=== Short task ===
Count the lines in the records below that contain the word "slope". Reply with that number alone.

BEGIN Raw data

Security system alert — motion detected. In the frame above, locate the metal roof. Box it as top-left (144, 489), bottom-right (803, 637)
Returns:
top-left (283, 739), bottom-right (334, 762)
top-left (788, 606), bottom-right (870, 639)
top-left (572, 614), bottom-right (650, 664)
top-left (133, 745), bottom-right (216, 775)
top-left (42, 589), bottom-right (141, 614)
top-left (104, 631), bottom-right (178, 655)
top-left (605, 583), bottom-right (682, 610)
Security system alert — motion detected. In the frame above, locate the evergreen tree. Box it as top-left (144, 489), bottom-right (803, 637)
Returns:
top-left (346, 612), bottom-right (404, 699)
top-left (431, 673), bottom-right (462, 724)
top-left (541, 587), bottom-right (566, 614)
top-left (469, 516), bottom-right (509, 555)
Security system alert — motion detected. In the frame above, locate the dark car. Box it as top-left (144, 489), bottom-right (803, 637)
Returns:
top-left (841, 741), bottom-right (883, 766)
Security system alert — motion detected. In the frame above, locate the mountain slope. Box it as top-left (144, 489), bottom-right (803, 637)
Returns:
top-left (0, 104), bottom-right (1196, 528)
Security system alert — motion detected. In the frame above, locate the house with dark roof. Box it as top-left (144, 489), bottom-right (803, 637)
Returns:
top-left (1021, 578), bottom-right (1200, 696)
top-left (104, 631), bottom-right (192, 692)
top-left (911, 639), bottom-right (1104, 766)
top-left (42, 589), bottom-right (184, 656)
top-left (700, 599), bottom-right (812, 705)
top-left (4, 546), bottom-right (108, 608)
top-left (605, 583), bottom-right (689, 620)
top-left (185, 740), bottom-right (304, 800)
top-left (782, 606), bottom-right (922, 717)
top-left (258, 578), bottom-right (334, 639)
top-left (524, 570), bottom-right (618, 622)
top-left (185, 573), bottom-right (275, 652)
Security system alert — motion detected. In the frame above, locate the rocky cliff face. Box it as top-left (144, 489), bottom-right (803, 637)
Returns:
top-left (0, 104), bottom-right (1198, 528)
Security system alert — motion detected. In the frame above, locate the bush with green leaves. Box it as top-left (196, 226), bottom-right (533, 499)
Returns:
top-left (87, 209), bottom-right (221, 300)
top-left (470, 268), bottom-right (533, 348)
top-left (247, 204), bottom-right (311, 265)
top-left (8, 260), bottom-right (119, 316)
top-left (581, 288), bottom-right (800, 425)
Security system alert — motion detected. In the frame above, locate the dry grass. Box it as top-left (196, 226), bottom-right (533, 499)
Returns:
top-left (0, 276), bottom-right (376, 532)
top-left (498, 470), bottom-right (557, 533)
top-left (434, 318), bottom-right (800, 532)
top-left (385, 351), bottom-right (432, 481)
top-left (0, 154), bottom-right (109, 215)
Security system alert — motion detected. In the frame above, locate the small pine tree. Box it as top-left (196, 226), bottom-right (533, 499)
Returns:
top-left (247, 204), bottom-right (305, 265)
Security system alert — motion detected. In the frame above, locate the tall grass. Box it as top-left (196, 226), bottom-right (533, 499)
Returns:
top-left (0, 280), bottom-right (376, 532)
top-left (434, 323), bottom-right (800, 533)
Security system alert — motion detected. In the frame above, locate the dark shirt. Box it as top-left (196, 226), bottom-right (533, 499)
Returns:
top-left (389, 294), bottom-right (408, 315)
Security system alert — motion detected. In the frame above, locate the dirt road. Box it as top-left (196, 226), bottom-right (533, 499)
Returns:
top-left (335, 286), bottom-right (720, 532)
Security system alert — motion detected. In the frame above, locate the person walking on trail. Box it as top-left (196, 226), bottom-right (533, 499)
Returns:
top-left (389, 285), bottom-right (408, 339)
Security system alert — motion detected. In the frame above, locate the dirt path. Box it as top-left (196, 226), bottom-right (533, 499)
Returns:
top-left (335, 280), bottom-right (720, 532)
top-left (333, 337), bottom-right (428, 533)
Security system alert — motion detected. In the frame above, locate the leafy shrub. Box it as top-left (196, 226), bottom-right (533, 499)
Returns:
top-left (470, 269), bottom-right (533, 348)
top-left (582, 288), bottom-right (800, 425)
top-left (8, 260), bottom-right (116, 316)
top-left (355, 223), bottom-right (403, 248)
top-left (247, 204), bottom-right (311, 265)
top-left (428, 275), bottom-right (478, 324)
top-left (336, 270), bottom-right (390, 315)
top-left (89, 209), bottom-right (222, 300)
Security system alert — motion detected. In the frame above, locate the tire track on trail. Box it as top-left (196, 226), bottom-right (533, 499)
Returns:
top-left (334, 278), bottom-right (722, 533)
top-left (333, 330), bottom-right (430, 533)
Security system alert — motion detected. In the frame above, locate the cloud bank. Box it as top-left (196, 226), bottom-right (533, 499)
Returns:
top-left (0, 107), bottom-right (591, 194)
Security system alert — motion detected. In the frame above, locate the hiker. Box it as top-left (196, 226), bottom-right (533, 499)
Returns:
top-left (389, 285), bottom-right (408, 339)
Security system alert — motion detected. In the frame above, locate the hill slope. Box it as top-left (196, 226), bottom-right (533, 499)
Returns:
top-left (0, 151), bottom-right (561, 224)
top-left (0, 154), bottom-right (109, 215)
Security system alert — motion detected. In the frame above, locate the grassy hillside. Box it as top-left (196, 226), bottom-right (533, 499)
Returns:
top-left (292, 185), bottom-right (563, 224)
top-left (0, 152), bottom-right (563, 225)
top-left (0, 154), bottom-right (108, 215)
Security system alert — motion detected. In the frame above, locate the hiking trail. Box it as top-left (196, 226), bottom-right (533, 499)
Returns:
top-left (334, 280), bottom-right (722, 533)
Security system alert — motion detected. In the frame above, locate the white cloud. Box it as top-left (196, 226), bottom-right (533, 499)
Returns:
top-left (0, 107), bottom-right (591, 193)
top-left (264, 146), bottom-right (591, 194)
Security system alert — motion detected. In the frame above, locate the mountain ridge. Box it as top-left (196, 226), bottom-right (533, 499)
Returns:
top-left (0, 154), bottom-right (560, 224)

END Raw data

=== Task solution ===
2